(TASKS TO CARRY OUT):
1. Reproduce the forum thread on romanticizing mental illness from "For every one" up to and including "psychology has evolved.".
2. Summarize the forum thread on romanticizing mental illness in two sentences.

(SUPPLIED PASSAGE):
- - - - - - -

It bothers me a little, to be honest. When in television or movies, it’s often told in an appealling way and a lot of teenagers want to have mental illnesses now.
But at the same time, as ignorance about it still prevails, romanticizing mental illness is helping to end stigma. It’s good to have tv shows or movies that show depression, anxiety, schizophrenia, bipolar disorder, PTSD, OCD. But at the same time expressions like “That girl is psycho” (meaning psychotic or psychopath… two very different things), or “That’s crazy”, or “I’m so depressed” when their just sad, or “You’re so OCD”, show the ignorance behind what people really know about this subject.
I’m torn here, I hope people start to get more educated on the subject. Although I see a lot of improvement, there’s is still a long way to go.
What are your thoughts on this? Are things different in your country? I’m talking mainly about Hollywood, I’m aware
Mental Illness is romanticized seemingly in the US @ minnii. See Hollywood.
It’s not OK.
For every one celebrity diagnosed with a mental illness there are dozens of publicists with greedy hands on how they can spin it into a media grab.
In my experience I think a lot of folks think seeing a psychiatrist is like lying on a sofa discussing all their symptoms in a Freudian kind of way. In my experience it is nothing like that.
Also I think most people have no notion what taking APs is really like.
Yeah, that’s true. A lot of people don’t know the difference between a psychiatrist and a psychologist, or even how psychology has evolved.
There’s a lot of stigma envolving psychiatry too, that we see reflected here on the forum a lot, and taking medication, like it’s a terrible thing. Psychiatry is one of the sciences most researched and that had one of the biggest evolutionary jumps in the latest years, but still people don’t trust it.
Maybe romanticizing mental illness is not helping to end those stigmas associated with psychiatry and medication.
I think movies and tv swing between the severely mentally ill as violent angle and the severely mentally ill as trendy and ultra intelligent/insightful angle. Neither really fits the average person with a severe mental illness. However the need for dramatic content ensures you’ll seldom get a portrayal of an average person with severe mental illness .
@Jimbob I can relate, on the country village where my family has a house, people saw me psychotic and the rumor is that I have a deep depression. I don’t correct them.
@flybottle from believing that mental issues were spiritual matters, to the locking people in asylums for their whole lives, to the discovery of lithium and its usages, to modern day psychiatry.
In general I am pretty optimistic when it comes to the capacity to separate fact from fiction for most people. Those who can’t - I hope they’ll find their way to the forum some day.
Yeah, it is a double edged sword for sure. On the one hand it raises the Mental Health status from a taboo subject to a (little) more open one, there is a way to go yet. The other side is an absurd portrayal in movies, but also in books, of a kind of sanitised ‘acceptable’ mental illness; it’s not real of course, more a kind of Disneyland version. Somewhat humorous even.
A couple of years ago it was almost a vogue to have depression or something! Nowadays with the economic situation, immigration, etc we are back to square one.

- - - - - - -

(SUPPLIED RECORDS):
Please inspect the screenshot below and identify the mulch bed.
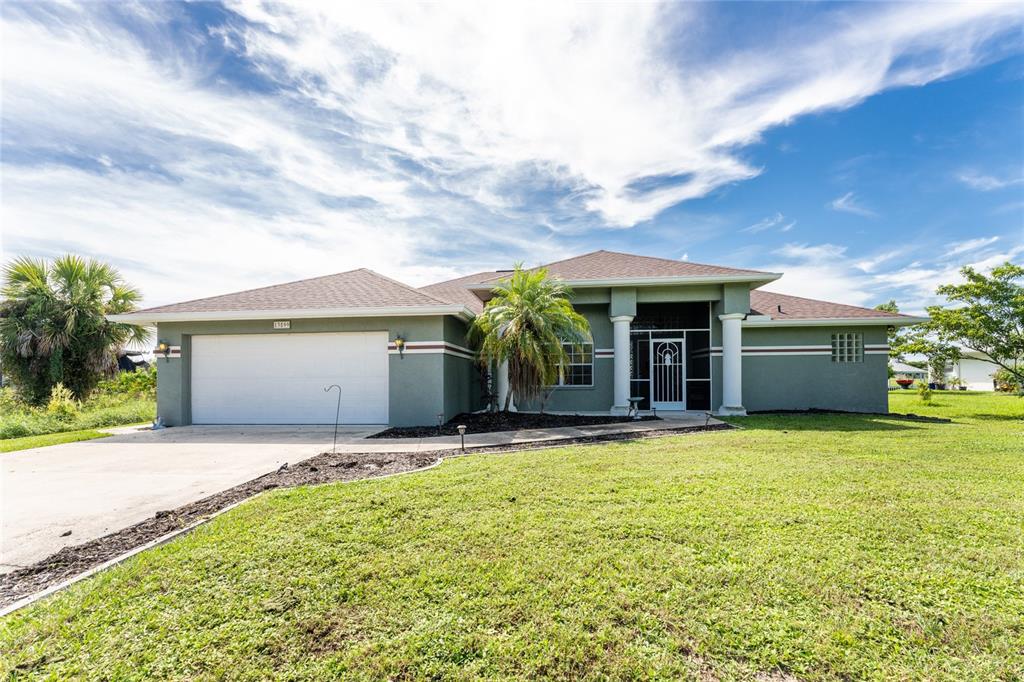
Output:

- - - - - - -

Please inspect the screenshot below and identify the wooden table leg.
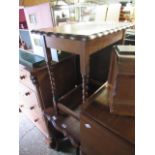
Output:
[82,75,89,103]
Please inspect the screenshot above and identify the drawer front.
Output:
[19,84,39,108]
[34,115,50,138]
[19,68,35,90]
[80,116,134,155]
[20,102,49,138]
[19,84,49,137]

- - - - - - -

(RESPONSES IN ORDER):
1.
For every one celebrity diagnosed with a mental illness there are dozens of publicists with greedy hands on how they can spin it into a media grab.
In my experience I think a lot of folks think seeing a psychiatrist is like lying on a sofa discussing all their symptoms in a Freudian kind of way. In my experience it is nothing like that.
Also I think most people have no notion what taking APs is really like.
Yeah, that’s true. A lot of people don’t know the difference between a psychiatrist and a psychologist, or even how psychology has evolved.

2. Posters in the thread describe the romanticizing of mental illness on television and in movies as a double-edged sword: it helps end stigma but also offers an appealing or sanitized version, while casual expressions like "You're so OCD" show how little people really know. Others add that many people misunderstand psychiatry and distrust medication, and that the need for dramatic content means screen portrayals seldom show an average person with a severe mental illness.